» Task brief
Could you copy the items below, from the first one through the line containing "32, 374, 158, 489", swapping every "pinpoint" for "locate" and keeping everything else the same? Omit the pictures from your answer.
=-=-=
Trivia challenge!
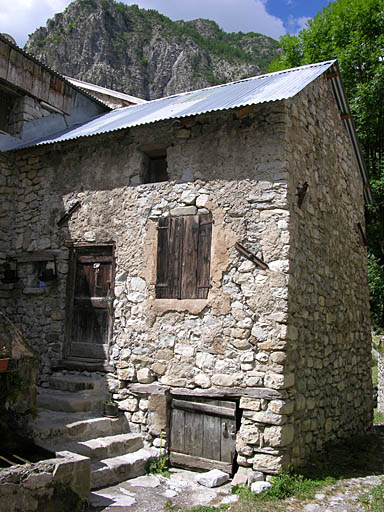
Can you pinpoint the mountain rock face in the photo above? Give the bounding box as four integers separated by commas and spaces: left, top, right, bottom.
25, 0, 279, 99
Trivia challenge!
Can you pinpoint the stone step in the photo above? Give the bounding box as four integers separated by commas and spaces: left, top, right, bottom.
48, 374, 105, 393
32, 409, 129, 442
91, 448, 158, 489
37, 388, 103, 412
58, 434, 144, 462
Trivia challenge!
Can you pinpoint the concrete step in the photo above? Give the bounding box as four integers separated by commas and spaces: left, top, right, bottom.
32, 409, 129, 444
91, 448, 158, 489
60, 434, 144, 462
37, 388, 103, 412
48, 373, 105, 393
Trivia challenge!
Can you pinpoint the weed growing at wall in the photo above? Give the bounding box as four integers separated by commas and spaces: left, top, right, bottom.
360, 480, 384, 512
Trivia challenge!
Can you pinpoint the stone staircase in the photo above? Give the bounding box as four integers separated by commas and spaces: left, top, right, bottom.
32, 374, 158, 489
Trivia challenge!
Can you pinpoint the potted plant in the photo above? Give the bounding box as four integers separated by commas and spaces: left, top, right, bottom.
0, 345, 9, 372
104, 400, 119, 418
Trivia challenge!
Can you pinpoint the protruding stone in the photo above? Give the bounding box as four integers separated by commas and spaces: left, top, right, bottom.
169, 206, 197, 217
137, 368, 155, 384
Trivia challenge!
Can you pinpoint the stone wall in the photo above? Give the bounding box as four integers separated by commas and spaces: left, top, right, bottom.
0, 452, 91, 512
0, 153, 18, 310
373, 335, 384, 413
286, 77, 372, 464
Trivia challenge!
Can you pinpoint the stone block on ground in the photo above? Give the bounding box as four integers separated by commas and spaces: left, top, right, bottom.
197, 469, 229, 487
251, 482, 272, 494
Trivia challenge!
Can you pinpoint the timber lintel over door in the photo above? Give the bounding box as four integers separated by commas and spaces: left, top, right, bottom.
170, 398, 237, 474
66, 245, 114, 361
=-=-=
» Final result
Trivia challenge!
Can you locate the mountain rock face in the photo above? Give the bounding box as four integers separated by commas and spaces: left, top, right, bottom.
25, 0, 279, 99
Trivia challenge!
Can you locate the stone step in the photo above? Give the bounding box as four integers separated by commas and spaces: left, top, right, bottom.
48, 374, 105, 393
32, 409, 129, 442
91, 448, 158, 489
37, 388, 103, 412
58, 434, 144, 462
Trivia challenge!
Can you locate the concrete step in the photo above? Give the bounding box as four integers separated by commas and spaces: left, top, right, bottom.
32, 409, 129, 444
91, 448, 158, 489
60, 434, 144, 462
37, 388, 103, 412
48, 373, 105, 393
Trivia challenge!
Can you locate the weed growing at wall in the photo above? Give the bounding box as four integers separated by commas and spaces: left, top, right, bottom.
360, 480, 384, 512
Trivia challenge!
Can you locate the stone staircase in the photo above? Give the bounding box as four integers separated by commas and spaces: left, top, right, bottom.
32, 374, 158, 489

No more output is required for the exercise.